Return every line of the entries below as a JSON list of strings, one string per line, with blank lines skipped. Leave the pictures out.

===== RECORDED DATA

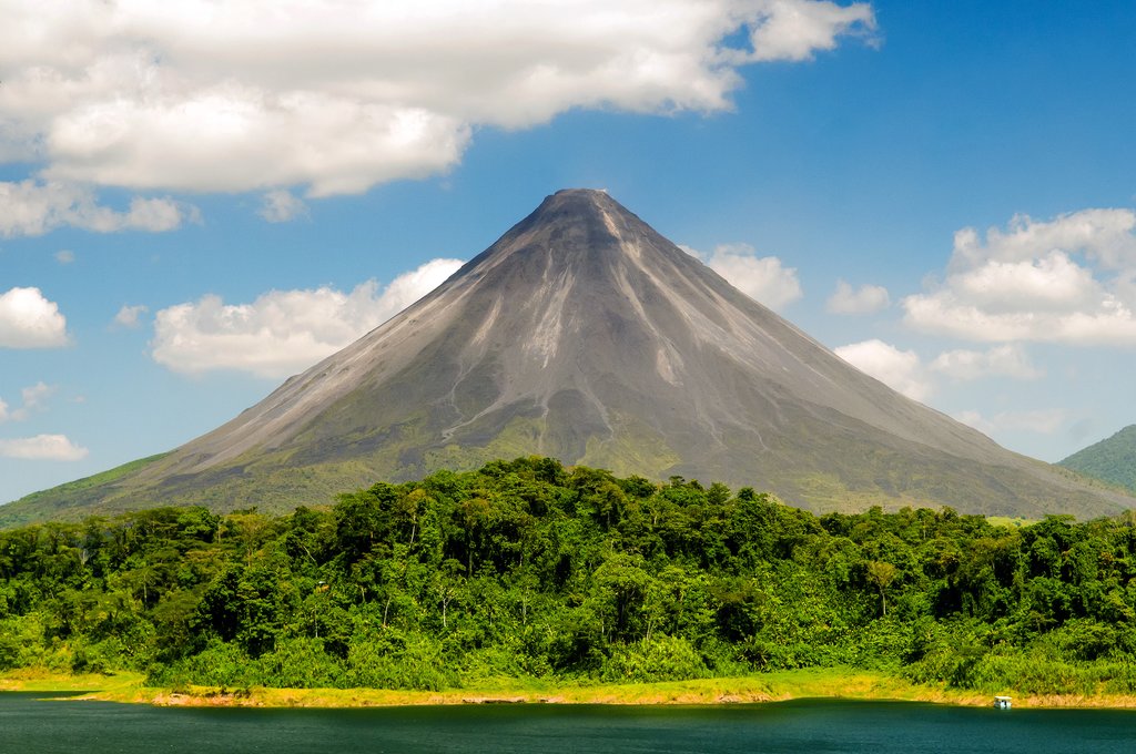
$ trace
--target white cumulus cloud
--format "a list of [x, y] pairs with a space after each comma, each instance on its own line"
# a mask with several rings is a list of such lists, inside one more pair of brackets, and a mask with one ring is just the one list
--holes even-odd
[[358, 193], [475, 128], [730, 107], [738, 68], [870, 36], [821, 0], [7, 0], [0, 160], [135, 190]]
[[834, 315], [870, 315], [886, 309], [891, 303], [887, 288], [882, 285], [861, 285], [853, 288], [845, 280], [836, 282], [836, 291], [828, 299], [827, 309]]
[[308, 206], [291, 191], [276, 188], [264, 196], [260, 217], [269, 223], [287, 223], [308, 213]]
[[[198, 217], [194, 207], [169, 198], [135, 196], [126, 209], [116, 210], [99, 204], [90, 186], [58, 181], [0, 181], [0, 236], [36, 236], [65, 226], [97, 233], [161, 233], [175, 231]], [[66, 265], [74, 261], [75, 255], [61, 251], [56, 259]]]
[[153, 359], [184, 374], [218, 369], [281, 378], [307, 369], [441, 285], [462, 265], [435, 259], [379, 291], [272, 291], [252, 303], [207, 295], [154, 315]]
[[76, 445], [66, 435], [0, 439], [0, 458], [26, 461], [81, 461], [87, 453], [85, 447]]
[[957, 380], [989, 376], [1039, 379], [1044, 376], [1019, 344], [999, 345], [986, 351], [946, 351], [932, 361], [930, 369]]
[[67, 345], [67, 318], [39, 288], [0, 293], [0, 349], [51, 349]]
[[963, 228], [945, 278], [902, 305], [908, 326], [962, 340], [1136, 345], [1136, 212]]
[[925, 401], [935, 392], [934, 380], [914, 351], [901, 351], [889, 343], [872, 338], [842, 345], [835, 353], [860, 371], [914, 401]]
[[711, 253], [688, 246], [682, 249], [701, 259], [735, 288], [770, 309], [779, 310], [802, 295], [795, 268], [785, 267], [777, 257], [758, 257], [749, 244], [721, 244]]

==========

• _RESULT_
[
  "$ trace",
  "--target white cumulus cloud",
  "--format \"a list of [x, y] pairs with a space after each comma, each instance on its own line\"",
  "# a mask with several rings is a list of such lists, inside one more pair of brackets, and a mask with one ring is just the one list",
  "--holes even-odd",
  "[[358, 193], [475, 128], [730, 107], [738, 68], [870, 36], [821, 0], [7, 0], [0, 160], [135, 190]]",
  "[[834, 315], [870, 315], [886, 309], [891, 303], [887, 288], [882, 285], [861, 285], [853, 288], [845, 280], [836, 282], [836, 291], [828, 299], [827, 309]]",
  "[[308, 206], [291, 191], [276, 188], [264, 196], [260, 217], [269, 223], [287, 223], [308, 213]]",
  "[[[198, 217], [194, 207], [169, 198], [135, 196], [126, 209], [116, 210], [99, 204], [90, 186], [58, 181], [0, 181], [0, 236], [36, 236], [65, 226], [97, 233], [161, 233], [175, 231]], [[66, 265], [74, 261], [75, 255], [61, 251], [56, 259]]]",
  "[[153, 359], [184, 374], [218, 369], [281, 378], [307, 369], [441, 285], [462, 265], [435, 259], [379, 291], [272, 291], [252, 303], [207, 295], [154, 315]]",
  "[[76, 445], [66, 435], [0, 439], [0, 458], [26, 461], [81, 461], [87, 453], [85, 447]]",
  "[[957, 380], [989, 376], [1039, 379], [1044, 376], [1019, 344], [999, 345], [986, 351], [946, 351], [932, 361], [930, 369]]",
  "[[67, 345], [67, 318], [39, 288], [0, 293], [0, 349], [51, 349]]",
  "[[963, 228], [945, 278], [902, 305], [908, 326], [962, 340], [1136, 345], [1136, 212]]",
  "[[925, 401], [935, 392], [934, 380], [914, 351], [901, 351], [889, 343], [872, 338], [842, 345], [835, 353], [860, 371], [914, 401]]",
  "[[711, 253], [688, 246], [682, 249], [701, 259], [735, 288], [770, 309], [779, 310], [802, 295], [795, 268], [785, 267], [777, 257], [758, 257], [749, 244], [721, 244]]"
]